Data records:
============================================================
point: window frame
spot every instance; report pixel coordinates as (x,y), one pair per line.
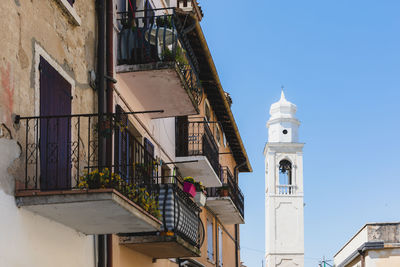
(210,242)
(220,246)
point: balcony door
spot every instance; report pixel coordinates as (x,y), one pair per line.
(55,132)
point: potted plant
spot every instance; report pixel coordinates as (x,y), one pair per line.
(224,191)
(200,197)
(189,187)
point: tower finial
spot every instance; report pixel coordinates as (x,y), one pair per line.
(282,94)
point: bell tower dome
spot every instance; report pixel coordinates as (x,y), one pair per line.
(283,125)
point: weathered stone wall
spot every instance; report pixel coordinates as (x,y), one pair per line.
(29,28)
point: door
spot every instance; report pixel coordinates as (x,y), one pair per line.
(55,132)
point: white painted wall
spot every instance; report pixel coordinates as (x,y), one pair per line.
(164,133)
(30,240)
(360,238)
(284,213)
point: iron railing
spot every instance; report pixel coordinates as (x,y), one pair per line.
(156,36)
(59,151)
(196,139)
(180,216)
(232,189)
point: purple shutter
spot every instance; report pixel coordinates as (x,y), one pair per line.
(55,132)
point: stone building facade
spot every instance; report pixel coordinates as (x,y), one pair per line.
(375,244)
(85,187)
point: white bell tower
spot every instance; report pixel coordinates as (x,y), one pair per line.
(284,215)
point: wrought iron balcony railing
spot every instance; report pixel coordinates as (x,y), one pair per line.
(156,36)
(180,215)
(196,139)
(231,188)
(60,153)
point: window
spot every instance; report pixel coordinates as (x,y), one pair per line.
(224,138)
(210,240)
(67,6)
(220,262)
(207,110)
(218,134)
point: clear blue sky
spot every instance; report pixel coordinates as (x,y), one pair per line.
(339,61)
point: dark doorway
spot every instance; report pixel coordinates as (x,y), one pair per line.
(55,132)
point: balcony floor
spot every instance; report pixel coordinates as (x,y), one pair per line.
(161,247)
(103,211)
(201,170)
(158,86)
(225,210)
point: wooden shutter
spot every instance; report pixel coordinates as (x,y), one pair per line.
(55,133)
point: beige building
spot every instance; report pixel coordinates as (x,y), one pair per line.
(106,107)
(374,245)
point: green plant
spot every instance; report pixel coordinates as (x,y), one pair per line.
(198,185)
(164,21)
(106,179)
(179,57)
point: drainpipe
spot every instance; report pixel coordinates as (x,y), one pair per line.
(100,6)
(109,98)
(236,174)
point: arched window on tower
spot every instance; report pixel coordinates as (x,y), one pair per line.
(285,177)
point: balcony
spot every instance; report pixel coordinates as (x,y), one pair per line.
(156,64)
(182,232)
(61,179)
(197,152)
(227,202)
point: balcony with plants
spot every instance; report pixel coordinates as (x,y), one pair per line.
(182,231)
(61,179)
(227,201)
(197,153)
(156,62)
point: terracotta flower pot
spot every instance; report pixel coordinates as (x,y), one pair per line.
(224,193)
(189,188)
(200,199)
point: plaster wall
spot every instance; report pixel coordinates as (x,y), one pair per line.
(284,213)
(383,258)
(28,239)
(351,246)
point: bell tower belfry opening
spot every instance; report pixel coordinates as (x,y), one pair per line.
(284,215)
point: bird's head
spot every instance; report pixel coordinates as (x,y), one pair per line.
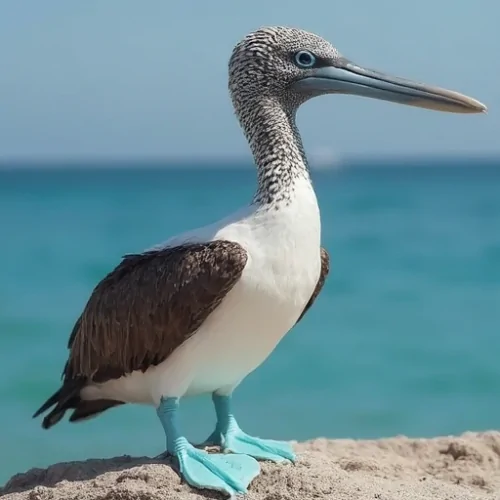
(292,66)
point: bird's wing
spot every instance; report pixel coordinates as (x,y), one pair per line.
(325,269)
(148,306)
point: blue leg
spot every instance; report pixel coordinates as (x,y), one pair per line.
(231,438)
(227,473)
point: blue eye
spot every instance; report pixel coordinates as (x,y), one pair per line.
(304,59)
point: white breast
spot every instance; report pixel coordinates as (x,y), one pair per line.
(282,271)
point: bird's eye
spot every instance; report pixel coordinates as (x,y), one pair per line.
(304,59)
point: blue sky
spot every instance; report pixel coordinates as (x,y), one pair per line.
(126,79)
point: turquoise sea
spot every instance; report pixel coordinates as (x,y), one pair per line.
(404,339)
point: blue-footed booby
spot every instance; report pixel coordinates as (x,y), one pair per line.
(201,311)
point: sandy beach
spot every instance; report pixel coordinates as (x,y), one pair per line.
(399,468)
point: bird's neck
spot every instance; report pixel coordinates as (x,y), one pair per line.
(277,149)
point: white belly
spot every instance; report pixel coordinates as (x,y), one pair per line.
(282,271)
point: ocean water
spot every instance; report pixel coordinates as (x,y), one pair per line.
(404,339)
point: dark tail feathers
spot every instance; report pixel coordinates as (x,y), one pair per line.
(67,398)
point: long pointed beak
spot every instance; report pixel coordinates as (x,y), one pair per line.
(345,77)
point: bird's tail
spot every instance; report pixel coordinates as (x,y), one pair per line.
(68,398)
(65,398)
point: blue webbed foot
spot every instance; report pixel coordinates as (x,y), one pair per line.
(237,441)
(231,438)
(227,473)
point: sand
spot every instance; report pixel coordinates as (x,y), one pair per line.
(445,468)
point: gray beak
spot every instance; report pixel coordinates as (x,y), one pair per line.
(344,77)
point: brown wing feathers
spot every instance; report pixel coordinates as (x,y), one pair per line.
(139,314)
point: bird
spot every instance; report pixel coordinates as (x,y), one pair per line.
(199,312)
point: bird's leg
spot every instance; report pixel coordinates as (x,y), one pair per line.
(231,438)
(228,473)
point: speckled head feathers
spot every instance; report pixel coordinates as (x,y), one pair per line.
(263,64)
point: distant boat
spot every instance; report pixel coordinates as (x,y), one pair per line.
(324,159)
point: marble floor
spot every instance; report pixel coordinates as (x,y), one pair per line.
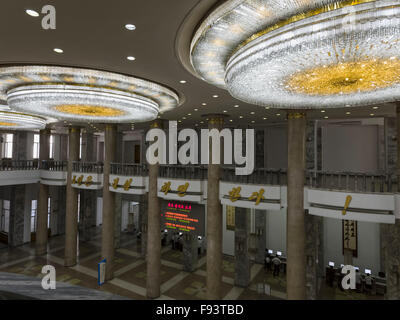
(130,273)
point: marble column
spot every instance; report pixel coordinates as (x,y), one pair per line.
(391,252)
(214,221)
(261,235)
(153,282)
(296,236)
(314,255)
(42,212)
(71,219)
(143,220)
(87,214)
(190,252)
(242,257)
(108,228)
(61,210)
(17,216)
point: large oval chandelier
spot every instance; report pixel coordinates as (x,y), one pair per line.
(82,95)
(302,54)
(19,121)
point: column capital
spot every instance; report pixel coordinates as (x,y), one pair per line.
(215,119)
(46,131)
(397,107)
(74,129)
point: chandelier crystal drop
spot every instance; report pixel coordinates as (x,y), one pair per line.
(83,95)
(302,54)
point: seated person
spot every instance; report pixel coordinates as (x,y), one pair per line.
(330,276)
(267,263)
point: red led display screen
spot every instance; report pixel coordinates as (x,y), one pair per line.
(183,217)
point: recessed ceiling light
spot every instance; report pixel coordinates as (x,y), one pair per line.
(32,13)
(130,27)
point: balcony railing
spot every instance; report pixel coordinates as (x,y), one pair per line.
(87,167)
(343,181)
(129,170)
(51,165)
(13,165)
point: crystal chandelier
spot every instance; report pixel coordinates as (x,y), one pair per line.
(302,54)
(82,95)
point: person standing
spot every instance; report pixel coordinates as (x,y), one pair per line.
(277,266)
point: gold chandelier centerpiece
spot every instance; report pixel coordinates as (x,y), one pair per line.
(84,95)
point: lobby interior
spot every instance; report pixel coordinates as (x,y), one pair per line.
(319,83)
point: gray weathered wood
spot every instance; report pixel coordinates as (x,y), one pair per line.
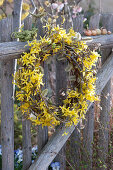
(61,85)
(78,23)
(17,14)
(27,147)
(75,139)
(103,140)
(75,145)
(42,133)
(88,138)
(12,50)
(57,141)
(89,121)
(26,124)
(7,117)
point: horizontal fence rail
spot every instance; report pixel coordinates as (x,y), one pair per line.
(13,50)
(57,141)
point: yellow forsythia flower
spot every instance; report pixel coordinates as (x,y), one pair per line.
(25,7)
(1,2)
(24,15)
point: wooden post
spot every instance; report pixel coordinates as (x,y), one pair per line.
(26,124)
(7,117)
(88,139)
(61,86)
(107,22)
(75,141)
(89,122)
(42,133)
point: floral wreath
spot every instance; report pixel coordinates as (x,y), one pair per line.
(34,102)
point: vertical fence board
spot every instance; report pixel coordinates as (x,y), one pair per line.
(7,117)
(42,133)
(88,138)
(107,22)
(26,124)
(61,85)
(75,140)
(89,122)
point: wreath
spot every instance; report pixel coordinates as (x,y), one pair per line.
(34,102)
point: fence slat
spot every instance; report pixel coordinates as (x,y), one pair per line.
(26,124)
(7,117)
(76,135)
(57,141)
(103,141)
(61,85)
(89,122)
(42,133)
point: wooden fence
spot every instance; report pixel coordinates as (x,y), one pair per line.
(13,50)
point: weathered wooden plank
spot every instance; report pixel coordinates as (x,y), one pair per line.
(7,117)
(88,138)
(75,139)
(42,132)
(26,124)
(89,121)
(104,119)
(57,141)
(12,50)
(61,86)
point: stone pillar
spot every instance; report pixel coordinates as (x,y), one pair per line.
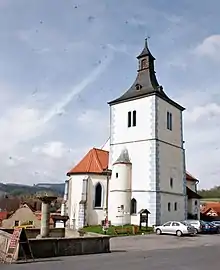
(45,219)
(46,199)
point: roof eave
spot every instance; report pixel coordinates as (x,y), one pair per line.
(104,172)
(118,100)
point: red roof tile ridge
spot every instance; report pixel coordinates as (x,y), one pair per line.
(97,160)
(99,149)
(88,165)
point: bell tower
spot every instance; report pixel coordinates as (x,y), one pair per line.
(146,122)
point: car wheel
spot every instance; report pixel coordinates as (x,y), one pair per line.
(178,233)
(158,232)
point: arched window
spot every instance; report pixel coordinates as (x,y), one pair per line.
(133,206)
(143,63)
(98,195)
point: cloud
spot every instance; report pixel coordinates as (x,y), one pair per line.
(18,125)
(58,107)
(53,149)
(199,113)
(210,47)
(202,126)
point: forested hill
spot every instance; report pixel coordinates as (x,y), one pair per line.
(18,190)
(210,193)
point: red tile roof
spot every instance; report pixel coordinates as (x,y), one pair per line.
(39,214)
(3,215)
(95,161)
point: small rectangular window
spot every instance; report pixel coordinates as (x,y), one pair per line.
(134,118)
(175,206)
(129,119)
(169,207)
(16,223)
(171,182)
(169,121)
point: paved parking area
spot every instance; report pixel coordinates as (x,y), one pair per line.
(155,242)
(141,253)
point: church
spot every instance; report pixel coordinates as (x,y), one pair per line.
(141,168)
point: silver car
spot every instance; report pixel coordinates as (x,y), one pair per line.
(176,228)
(197,224)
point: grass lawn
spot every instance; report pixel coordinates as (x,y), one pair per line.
(111,230)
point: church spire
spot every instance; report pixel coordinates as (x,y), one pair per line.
(146,83)
(145,52)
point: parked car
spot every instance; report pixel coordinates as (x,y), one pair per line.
(217,223)
(176,228)
(199,225)
(210,227)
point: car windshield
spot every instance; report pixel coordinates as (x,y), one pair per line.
(216,222)
(185,223)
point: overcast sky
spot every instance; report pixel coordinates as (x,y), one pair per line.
(61,61)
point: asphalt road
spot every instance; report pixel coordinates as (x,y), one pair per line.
(180,254)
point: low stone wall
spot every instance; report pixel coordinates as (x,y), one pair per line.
(55,247)
(33,233)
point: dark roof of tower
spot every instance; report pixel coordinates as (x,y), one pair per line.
(146,83)
(124,157)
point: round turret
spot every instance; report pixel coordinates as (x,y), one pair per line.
(120,190)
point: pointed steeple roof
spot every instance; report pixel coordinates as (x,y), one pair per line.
(146,83)
(146,51)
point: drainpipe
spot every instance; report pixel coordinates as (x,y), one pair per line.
(107,192)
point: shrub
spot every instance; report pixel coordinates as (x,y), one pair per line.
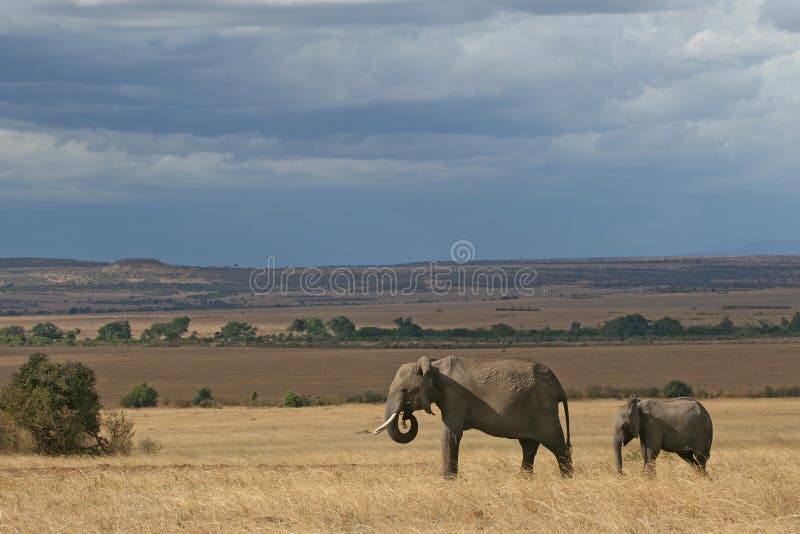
(293,400)
(13,438)
(501,330)
(631,325)
(12,334)
(142,396)
(342,326)
(667,326)
(368,397)
(57,403)
(204,397)
(149,445)
(236,331)
(115,331)
(677,388)
(47,331)
(117,433)
(171,331)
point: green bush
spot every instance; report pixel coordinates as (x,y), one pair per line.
(115,331)
(667,326)
(341,326)
(236,331)
(631,325)
(677,388)
(368,397)
(117,433)
(13,438)
(204,397)
(14,335)
(47,331)
(57,403)
(141,396)
(293,400)
(171,331)
(149,446)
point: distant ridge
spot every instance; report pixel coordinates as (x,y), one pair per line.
(20,263)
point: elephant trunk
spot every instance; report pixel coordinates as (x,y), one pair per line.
(398,412)
(399,436)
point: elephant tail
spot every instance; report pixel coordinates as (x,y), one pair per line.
(566,419)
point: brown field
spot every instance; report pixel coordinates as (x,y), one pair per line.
(319,470)
(566,304)
(232,373)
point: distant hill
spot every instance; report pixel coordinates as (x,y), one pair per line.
(770,248)
(46,285)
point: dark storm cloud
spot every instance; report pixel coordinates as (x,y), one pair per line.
(586,126)
(413,12)
(784,14)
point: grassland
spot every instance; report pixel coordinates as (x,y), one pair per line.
(319,470)
(565,305)
(232,373)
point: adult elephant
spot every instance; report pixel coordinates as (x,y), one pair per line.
(512,398)
(681,425)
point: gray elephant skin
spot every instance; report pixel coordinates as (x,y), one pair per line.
(510,398)
(681,425)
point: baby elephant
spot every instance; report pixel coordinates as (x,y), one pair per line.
(680,425)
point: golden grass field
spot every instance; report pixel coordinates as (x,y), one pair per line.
(320,470)
(555,311)
(233,372)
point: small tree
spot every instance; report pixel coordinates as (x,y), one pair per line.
(725,326)
(677,388)
(236,331)
(115,331)
(342,326)
(293,400)
(501,330)
(298,325)
(794,324)
(47,331)
(56,402)
(667,326)
(407,328)
(141,396)
(171,331)
(204,397)
(10,333)
(631,325)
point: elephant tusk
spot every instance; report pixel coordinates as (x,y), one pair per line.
(384,425)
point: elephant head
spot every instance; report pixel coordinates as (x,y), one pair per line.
(410,391)
(626,427)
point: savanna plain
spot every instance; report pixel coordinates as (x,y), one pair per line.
(319,469)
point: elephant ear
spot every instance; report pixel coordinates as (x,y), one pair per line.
(423,365)
(429,392)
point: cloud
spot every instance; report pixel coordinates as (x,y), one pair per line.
(123,98)
(783,14)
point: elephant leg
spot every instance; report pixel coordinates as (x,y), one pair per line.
(701,460)
(689,457)
(451,439)
(650,455)
(529,448)
(553,440)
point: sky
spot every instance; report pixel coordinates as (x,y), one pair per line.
(326,132)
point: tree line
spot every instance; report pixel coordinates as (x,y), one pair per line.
(341,329)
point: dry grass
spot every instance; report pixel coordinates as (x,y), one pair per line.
(233,373)
(318,469)
(556,311)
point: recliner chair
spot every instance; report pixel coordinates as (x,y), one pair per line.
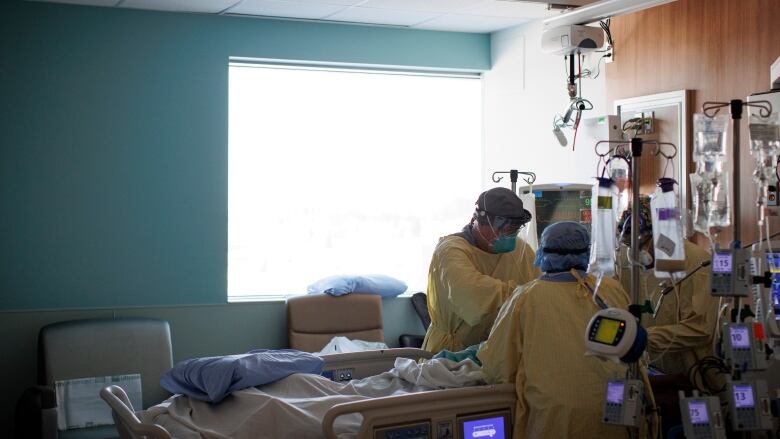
(93,348)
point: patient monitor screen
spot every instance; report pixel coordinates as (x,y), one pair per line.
(773,262)
(553,206)
(743,396)
(615,391)
(607,331)
(488,427)
(698,412)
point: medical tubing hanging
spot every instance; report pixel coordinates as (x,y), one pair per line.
(709,183)
(634,155)
(603,224)
(668,240)
(711,109)
(529,178)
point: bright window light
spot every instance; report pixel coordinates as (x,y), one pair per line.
(345,172)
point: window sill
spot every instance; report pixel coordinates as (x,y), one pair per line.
(279,298)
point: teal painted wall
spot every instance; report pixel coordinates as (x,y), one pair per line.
(113,143)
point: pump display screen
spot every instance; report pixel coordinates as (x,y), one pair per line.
(773,262)
(743,396)
(721,263)
(615,392)
(491,428)
(739,337)
(607,330)
(697,410)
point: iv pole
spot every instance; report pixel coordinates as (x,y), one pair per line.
(634,307)
(513,174)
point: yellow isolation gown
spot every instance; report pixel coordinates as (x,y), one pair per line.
(538,343)
(467,286)
(682,331)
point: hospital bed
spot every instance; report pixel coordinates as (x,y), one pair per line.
(442,414)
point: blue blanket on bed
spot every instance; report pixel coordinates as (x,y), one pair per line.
(213,378)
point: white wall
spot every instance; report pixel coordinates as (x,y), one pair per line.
(523,91)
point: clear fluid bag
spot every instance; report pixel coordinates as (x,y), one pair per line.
(709,136)
(765,146)
(668,234)
(603,227)
(710,201)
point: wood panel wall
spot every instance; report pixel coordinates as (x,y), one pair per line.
(720,49)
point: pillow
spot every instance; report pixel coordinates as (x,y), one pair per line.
(377,284)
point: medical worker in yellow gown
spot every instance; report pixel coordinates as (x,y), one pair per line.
(538,343)
(682,331)
(472,273)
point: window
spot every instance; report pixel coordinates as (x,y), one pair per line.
(345,172)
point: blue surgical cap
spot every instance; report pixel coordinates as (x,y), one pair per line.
(563,246)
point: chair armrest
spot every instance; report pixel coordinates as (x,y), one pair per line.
(36,413)
(411,341)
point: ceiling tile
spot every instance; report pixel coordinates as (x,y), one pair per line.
(393,17)
(442,6)
(85,2)
(470,23)
(288,9)
(206,6)
(498,8)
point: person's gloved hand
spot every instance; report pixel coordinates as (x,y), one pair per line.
(470,353)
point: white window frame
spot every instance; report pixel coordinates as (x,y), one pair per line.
(359,68)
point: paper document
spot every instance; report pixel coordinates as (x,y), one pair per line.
(79,404)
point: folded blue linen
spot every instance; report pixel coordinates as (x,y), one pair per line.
(213,378)
(378,284)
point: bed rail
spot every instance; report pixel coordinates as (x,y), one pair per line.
(437,407)
(127,424)
(357,365)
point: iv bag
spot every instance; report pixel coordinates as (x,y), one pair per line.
(710,201)
(603,227)
(710,136)
(668,239)
(765,146)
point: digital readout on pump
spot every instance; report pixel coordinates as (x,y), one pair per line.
(608,330)
(740,338)
(743,396)
(721,263)
(697,410)
(773,262)
(492,428)
(615,391)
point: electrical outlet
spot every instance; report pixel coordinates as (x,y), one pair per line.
(648,122)
(609,56)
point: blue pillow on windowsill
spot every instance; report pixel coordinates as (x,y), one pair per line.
(377,284)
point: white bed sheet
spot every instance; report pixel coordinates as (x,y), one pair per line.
(294,406)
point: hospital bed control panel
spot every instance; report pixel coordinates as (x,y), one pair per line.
(749,405)
(622,404)
(701,417)
(742,349)
(489,425)
(339,375)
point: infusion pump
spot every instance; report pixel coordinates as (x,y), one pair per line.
(767,299)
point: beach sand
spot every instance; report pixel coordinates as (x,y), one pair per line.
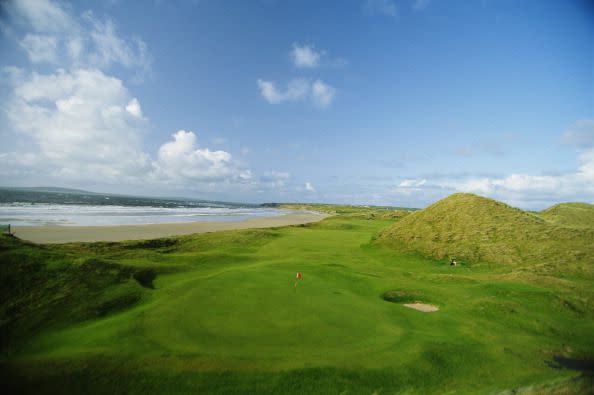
============================================================
[Problem to solve]
Copy each line above where "weathered" appears.

[Exercise response]
point: weathered stone wall
point: gray weathered wood
point: weathered wooden plank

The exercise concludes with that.